- **TASK BRIEF**: Write out the records word for word, with no pictures.

··· LISTED ENTRIES ···

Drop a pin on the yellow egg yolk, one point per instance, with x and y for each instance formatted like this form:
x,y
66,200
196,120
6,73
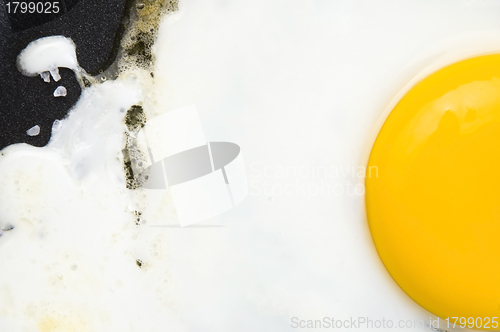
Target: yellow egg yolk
x,y
433,204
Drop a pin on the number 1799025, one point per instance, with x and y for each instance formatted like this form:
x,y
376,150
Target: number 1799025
x,y
14,7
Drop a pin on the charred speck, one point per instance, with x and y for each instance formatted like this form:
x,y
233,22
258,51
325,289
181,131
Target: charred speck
x,y
135,118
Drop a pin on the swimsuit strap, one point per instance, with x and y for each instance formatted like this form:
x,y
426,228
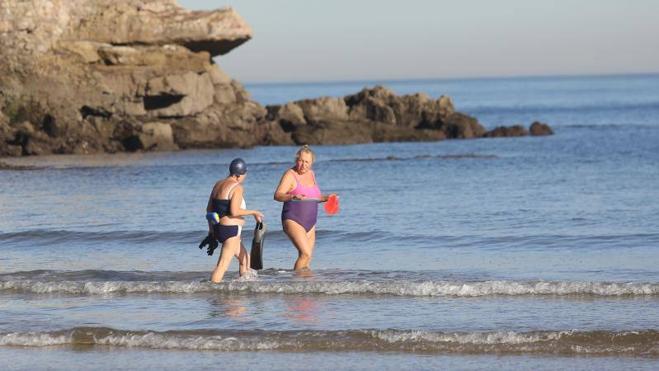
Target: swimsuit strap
x,y
231,189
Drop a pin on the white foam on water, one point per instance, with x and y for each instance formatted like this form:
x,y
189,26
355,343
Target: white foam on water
x,y
251,284
568,342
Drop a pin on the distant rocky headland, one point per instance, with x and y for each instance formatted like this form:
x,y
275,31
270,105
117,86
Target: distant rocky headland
x,y
92,76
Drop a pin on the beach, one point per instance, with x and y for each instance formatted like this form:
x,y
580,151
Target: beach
x,y
514,253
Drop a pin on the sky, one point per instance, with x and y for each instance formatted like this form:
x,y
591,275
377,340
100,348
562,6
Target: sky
x,y
342,40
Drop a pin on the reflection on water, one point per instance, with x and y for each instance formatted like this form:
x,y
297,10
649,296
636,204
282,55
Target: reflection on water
x,y
233,307
302,309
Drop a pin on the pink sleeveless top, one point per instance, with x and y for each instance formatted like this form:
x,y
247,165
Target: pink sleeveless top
x,y
300,189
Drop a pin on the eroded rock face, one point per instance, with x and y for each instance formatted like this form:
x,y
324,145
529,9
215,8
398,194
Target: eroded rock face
x,y
97,75
87,76
538,129
373,115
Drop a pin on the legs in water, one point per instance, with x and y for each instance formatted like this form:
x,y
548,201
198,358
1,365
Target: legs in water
x,y
230,248
304,243
243,260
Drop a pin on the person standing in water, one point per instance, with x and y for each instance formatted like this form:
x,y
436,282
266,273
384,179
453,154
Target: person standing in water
x,y
300,194
225,211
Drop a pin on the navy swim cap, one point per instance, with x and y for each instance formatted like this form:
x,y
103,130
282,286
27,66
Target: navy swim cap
x,y
238,167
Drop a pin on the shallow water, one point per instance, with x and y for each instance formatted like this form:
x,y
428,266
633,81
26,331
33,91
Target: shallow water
x,y
514,252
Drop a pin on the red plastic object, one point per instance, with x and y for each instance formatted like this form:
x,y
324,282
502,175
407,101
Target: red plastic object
x,y
332,205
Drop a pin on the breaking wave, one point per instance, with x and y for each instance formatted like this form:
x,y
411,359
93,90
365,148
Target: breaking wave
x,y
283,282
569,342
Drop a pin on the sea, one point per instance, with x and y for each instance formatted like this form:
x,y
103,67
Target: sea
x,y
499,253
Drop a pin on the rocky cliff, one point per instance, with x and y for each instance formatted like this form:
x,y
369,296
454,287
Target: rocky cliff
x,y
86,76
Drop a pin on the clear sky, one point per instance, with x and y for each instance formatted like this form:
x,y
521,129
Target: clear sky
x,y
325,40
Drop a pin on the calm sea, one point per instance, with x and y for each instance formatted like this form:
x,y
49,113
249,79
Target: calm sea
x,y
515,253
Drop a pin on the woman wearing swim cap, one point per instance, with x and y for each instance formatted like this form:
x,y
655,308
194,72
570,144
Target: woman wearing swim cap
x,y
225,212
300,194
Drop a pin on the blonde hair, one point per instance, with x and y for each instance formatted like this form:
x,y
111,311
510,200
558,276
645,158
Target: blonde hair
x,y
305,149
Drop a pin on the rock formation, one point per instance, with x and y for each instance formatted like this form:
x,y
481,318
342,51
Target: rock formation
x,y
373,115
84,76
87,76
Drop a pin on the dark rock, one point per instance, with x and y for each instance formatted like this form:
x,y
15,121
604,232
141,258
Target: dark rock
x,y
538,129
462,126
507,131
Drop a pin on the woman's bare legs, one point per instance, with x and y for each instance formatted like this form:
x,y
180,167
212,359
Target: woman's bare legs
x,y
304,243
230,247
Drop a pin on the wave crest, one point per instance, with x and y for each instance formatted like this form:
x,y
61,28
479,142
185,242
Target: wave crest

···

- **REPLY TO THE TASK**:
Drop a pin on the yellow egg yolk, one point per instance, with x and y for each instance formatted like this form:
x,y
66,200
196,120
6,73
Target: yellow egg yolk
x,y
433,204
Drop a pin on the number 1799025, one point per instance, with x and y for each instance formatted like this form:
x,y
376,150
Target: number 1799025
x,y
14,7
Drop a pin on the charred speck, one point per instance, with x and y for each instance formatted like this form:
x,y
233,22
258,51
325,289
181,131
Target: charred speck
x,y
135,118
Drop a pin on the swimsuit strap, one point per instance, with x and y for each instance formatted like this form:
x,y
426,228
Target: swimsuit strap
x,y
231,189
Drop a pin on the white foam on water, one point per instance, with x and y for each instance formatted like this form:
x,y
189,26
355,343
Target: white foam on water
x,y
251,284
568,342
Drop a pin on the distant rocky headland, one point per instance, with x and y for each instance formatted like this form:
x,y
275,31
270,105
117,86
Target: distant rocky headland
x,y
92,76
Drop a pin on the beach, one point per instance, with x and y for each instance formatted like this form:
x,y
580,151
Target: beach
x,y
514,253
Drop a pin on the sky, one point per instance, with x and y for each instance formatted like this form:
x,y
591,275
377,340
100,348
562,6
Target: sky
x,y
342,40
Drop a pin on the reflection on water, one point per instance, with x and y for each instance formatted like this form:
x,y
297,10
649,296
636,204
282,55
Target: reflection on water
x,y
233,307
302,309
Drop a pin on the pink sleeveless top, one point per instance, with x and y for each instance formatted like this form:
x,y
247,165
Target: pink sleeveless top
x,y
300,189
Drop a pin on the eroded rock face, one point per instance, with x and y for each instance formatted like this form:
x,y
324,145
529,9
215,8
398,194
Target: eroded rock face
x,y
97,75
87,76
538,129
373,115
Drop a pin on the legs in water, one point per instance, with x and y for each instance formatted like this form:
x,y
548,201
198,358
1,365
Target: legs in water
x,y
230,248
304,243
243,260
Drop a pin on the person standing in water, one point per instance, with x and y for each instance formatted like this form:
x,y
436,282
266,273
384,179
453,154
Target: person standing in water
x,y
300,194
225,211
Drop a pin on the navy swim cap, one point per instance, with x and y for each instance formatted like this form:
x,y
103,130
282,286
27,66
Target: navy swim cap
x,y
238,167
Drop a pin on the shallow water, one point per instance, with x and y for each instance formatted like this form:
x,y
428,266
633,81
26,331
33,91
Target: shallow water
x,y
514,252
Drop a pin on the red plastic object, one point per instance, with x and y for each instance formatted like this form:
x,y
324,282
502,175
407,101
Target: red plastic object
x,y
332,205
Drop a pin on the breaking wave, one point per instance, with x and y for each instance formatted like this form:
x,y
411,359
93,90
365,148
Target: breaking wave
x,y
283,282
569,342
Drop a pin on the sea, one point per instance, with x and y for each instance formatted like this form:
x,y
103,67
Target: sea
x,y
499,253
Drop a pin on the rocky cliff, one point per instance, with x and y for each instance formatted like this form:
x,y
369,296
454,287
Target: rocky cliff
x,y
86,76
Drop a pin on the clear sky, one point per instance, with x and y for each instance formatted like this form:
x,y
521,129
Target: clear sky
x,y
325,40
Drop a pin on the calm sea, one point per instance, with x and y for each instance formatted like this form:
x,y
49,113
249,79
Target: calm sea
x,y
515,253
Drop a pin on the woman wearing swim cap, one point per instance, with x and y for each instance formatted like this form:
x,y
655,308
194,72
570,144
Target: woman wearing swim cap
x,y
225,212
300,194
Drop a pin on the blonde hair, one point per instance, with x and y for each instance formatted like this form:
x,y
111,311
510,200
558,276
645,158
Target: blonde hair
x,y
305,149
Drop a pin on the rock formation, one point per instance, with x and y for each instance formatted like this form:
x,y
481,318
342,51
Target: rock formation
x,y
373,115
84,76
87,76
Drop a pin on the dark rock, one point per instance, with x and y for each instance formatted like this form:
x,y
15,121
604,232
141,258
Target: dark rock
x,y
538,129
462,126
507,131
Drop a pin on the woman's bare legs, one point per instance, with x and y for each instance formatted like this form:
x,y
180,167
212,359
Target: woman's bare legs
x,y
304,243
230,247
Drop a pin on the wave crest, one point per instance, with x and y for each instance formatted like this form:
x,y
61,28
479,142
185,242
Target: wave crest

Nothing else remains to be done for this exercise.